TO DO:
Rewrite the stretch of the data from the line containing "of the sandy" through the end of the data, requests included, and shift every coordinate in the answers by adding -19 to each of its numbers.

══ DATA ROWS

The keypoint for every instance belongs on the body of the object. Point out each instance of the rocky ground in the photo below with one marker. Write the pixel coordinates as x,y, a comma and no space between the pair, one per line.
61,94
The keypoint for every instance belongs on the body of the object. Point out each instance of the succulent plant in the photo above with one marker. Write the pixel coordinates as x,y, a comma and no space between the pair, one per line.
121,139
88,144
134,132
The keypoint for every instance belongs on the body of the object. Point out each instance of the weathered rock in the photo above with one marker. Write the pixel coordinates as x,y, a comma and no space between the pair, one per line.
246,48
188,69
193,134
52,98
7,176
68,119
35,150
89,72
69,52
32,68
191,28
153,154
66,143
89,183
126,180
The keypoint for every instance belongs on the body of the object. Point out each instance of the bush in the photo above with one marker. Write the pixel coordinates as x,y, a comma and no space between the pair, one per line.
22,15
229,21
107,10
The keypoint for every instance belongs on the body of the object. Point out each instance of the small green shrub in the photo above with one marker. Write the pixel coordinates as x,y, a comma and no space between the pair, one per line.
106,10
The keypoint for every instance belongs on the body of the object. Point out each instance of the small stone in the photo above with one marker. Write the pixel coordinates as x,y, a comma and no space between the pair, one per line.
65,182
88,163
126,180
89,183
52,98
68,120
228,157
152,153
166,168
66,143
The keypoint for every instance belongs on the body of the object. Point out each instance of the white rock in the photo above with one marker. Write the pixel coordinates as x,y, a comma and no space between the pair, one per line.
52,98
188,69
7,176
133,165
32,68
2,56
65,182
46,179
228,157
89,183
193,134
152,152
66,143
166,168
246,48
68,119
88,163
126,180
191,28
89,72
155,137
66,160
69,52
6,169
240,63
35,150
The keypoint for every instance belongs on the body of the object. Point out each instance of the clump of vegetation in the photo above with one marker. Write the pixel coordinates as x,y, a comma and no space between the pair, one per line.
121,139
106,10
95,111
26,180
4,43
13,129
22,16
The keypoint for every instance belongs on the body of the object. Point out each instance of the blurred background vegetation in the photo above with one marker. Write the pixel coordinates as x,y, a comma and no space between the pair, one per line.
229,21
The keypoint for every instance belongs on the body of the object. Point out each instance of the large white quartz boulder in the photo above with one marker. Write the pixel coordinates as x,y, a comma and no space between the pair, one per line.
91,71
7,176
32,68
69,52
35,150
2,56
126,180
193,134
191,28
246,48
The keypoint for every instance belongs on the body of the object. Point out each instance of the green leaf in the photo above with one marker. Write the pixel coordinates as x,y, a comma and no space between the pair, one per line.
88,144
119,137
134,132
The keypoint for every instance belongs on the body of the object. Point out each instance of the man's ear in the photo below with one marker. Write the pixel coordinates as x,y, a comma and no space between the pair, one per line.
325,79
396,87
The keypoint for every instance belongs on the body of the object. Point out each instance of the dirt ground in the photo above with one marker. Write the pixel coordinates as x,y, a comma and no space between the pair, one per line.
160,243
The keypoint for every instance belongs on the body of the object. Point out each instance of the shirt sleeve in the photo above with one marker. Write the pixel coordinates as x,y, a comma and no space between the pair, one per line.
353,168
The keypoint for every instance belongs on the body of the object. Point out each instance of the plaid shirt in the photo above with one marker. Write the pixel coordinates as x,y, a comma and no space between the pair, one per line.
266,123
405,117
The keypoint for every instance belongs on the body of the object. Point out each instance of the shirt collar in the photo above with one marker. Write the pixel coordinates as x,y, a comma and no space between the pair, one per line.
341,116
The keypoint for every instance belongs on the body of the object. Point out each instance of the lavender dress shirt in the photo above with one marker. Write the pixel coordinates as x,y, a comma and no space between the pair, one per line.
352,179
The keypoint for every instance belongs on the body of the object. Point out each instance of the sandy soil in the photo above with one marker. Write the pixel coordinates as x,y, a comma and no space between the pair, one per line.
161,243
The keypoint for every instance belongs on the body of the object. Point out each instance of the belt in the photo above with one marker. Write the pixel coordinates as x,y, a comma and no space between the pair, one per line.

════

SOLUTION TO THE PROBLEM:
The keypoint for every instance belongs on the body of the object. Point out each instance of the sandy soil in the photo above with one marker. Write the pixel coordinates as x,y, a comma and no space between the pair, one per line.
142,224
The keypoint for every instance belongs on the body of the object. Point out each instance of the belt in the photo above with one marker. Write the pixel coordinates as x,y, a comma and no space between the pair, one per line.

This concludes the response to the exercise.